» **Problems to solve**
A: Name every location where the centres in the epilepsy surgery article's group of 30 patients were based.
B: Write out the passage of the epilepsy surgery article that begins with the words containing "The team from" and ends with "with epileptic activity.".

» **Study text**
☆ ☆ ☆ ☆ ☆ ☆ ☆

Changes in blood oxygen levels in the brain key to epilepsy surgery success

Researchers are moving a step closer to gaining a better understanding of why some people remain seizure free five years after brain surgery, while others don’t.

The team from the Epilepsy Society, led by Professor Louis Lemieux, hope that by mapping blood oxygen levels in key areas of the brain, they will be able to better predict those who are most likely to achieve long-term seizure freedom and those less likely to do well post-surgery.

Epilepsy surgery is used to treat people with drug-resistant temporal lobe epilepsy, but only where the epileptic zone can be accurately identified and where surgery would not damage other functions of the brain.

Now researchers have shown how using simultaneous EEG and fMRI (functional magnetic resonance imaging), they can map changes in blood oxygen levels associated with epileptic activity.

The researchers looked at a group of 30 patients at centres in London, Switzerland and Brazil. They were able to show that where surgery had been performed in areas of the brain that showed changes in the ratio of oxygenated and deoxygenated blood levels, 81 per cent of patients became seizure free. Where no change in the ratio was recorded, 78 per cent of cases continued to experience seizures.

Professor Lemieux said: “This is important information in helping potential surgery candidates and their neurologists and neurosurgeons decide whether epilepsy surgery is the best option for them.”

Meanwhile, a new study carried out by the University of Toronto, aimed to shed light on the impact of epilepsy surgery on children’s behaviour – an area in which previous research findings have been mixed.

Children with epilepsy are known to have elevated rates of behaviour problems, but while some studies have shown improvements in behaviour three to 18 months after surgery, others have demonstrated no change within this time interval.

For this study, behaviour was assessed using parent reports in 147 children who underwent epilepsy surgery and 40 children who did not.

According to results published in the medical journal Epilepsia, behavioural changes were not related to surgical status or seizure outcome.

☆ ☆ ☆ ☆ ☆ ☆ ☆

» **Free-text object descriptions**
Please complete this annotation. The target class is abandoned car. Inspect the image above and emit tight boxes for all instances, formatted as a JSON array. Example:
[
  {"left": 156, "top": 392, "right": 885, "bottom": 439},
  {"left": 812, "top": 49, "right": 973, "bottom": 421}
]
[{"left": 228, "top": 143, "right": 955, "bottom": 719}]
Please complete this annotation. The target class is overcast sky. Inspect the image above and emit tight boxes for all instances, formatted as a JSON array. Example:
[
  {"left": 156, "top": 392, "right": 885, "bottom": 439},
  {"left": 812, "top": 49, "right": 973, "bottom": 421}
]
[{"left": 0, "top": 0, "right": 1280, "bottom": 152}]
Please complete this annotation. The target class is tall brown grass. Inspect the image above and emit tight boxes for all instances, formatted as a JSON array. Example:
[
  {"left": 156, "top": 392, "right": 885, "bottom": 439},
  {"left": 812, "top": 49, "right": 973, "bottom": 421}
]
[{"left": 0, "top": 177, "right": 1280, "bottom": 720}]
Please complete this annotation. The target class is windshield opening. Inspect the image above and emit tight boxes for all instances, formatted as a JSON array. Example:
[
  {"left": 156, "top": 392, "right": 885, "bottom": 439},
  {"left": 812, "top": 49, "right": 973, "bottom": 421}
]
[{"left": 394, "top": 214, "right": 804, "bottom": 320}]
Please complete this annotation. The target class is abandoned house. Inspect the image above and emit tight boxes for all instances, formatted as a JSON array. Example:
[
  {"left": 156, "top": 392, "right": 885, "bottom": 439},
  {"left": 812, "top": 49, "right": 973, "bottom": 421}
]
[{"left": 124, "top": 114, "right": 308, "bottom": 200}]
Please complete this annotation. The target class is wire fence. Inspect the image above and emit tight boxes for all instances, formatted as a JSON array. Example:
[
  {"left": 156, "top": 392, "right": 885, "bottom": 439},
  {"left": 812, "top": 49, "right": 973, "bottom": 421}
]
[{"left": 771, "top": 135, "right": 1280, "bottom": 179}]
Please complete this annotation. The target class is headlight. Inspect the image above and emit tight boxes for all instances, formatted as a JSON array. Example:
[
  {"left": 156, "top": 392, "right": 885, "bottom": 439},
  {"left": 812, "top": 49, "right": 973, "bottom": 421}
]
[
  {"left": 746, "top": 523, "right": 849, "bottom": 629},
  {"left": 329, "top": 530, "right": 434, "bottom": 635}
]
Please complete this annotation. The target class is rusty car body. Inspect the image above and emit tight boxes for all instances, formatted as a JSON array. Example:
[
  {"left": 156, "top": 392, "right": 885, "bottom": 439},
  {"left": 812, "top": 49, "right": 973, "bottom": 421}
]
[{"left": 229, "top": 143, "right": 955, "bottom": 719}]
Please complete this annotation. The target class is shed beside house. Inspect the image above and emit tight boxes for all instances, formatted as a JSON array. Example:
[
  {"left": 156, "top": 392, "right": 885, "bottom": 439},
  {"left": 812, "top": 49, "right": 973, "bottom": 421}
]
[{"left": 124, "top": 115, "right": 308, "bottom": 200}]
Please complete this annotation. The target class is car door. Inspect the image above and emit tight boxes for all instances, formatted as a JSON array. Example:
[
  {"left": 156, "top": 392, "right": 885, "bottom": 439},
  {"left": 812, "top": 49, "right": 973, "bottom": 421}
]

☆ ☆ ☆ ☆ ☆ ☆ ☆

» **Solutions in order**
A: London, Switzerland, Brazil

B:
The team from the Epilepsy Society, led by Professor Louis Lemieux, hope that by mapping blood oxygen levels in key areas of the brain, they will be able to better predict those who are most likely to achieve long-term seizure freedom and those less likely to do well post-surgery.

Epilepsy surgery is used to treat people with drug-resistant temporal lobe epilepsy, but only where the epileptic zone can be accurately identified and where surgery would not damage other functions of the brain.

Now researchers have shown how using simultaneous EEG and fMRI (functional magnetic resonance imaging), they can map changes in blood oxygen levels associated with epileptic activity.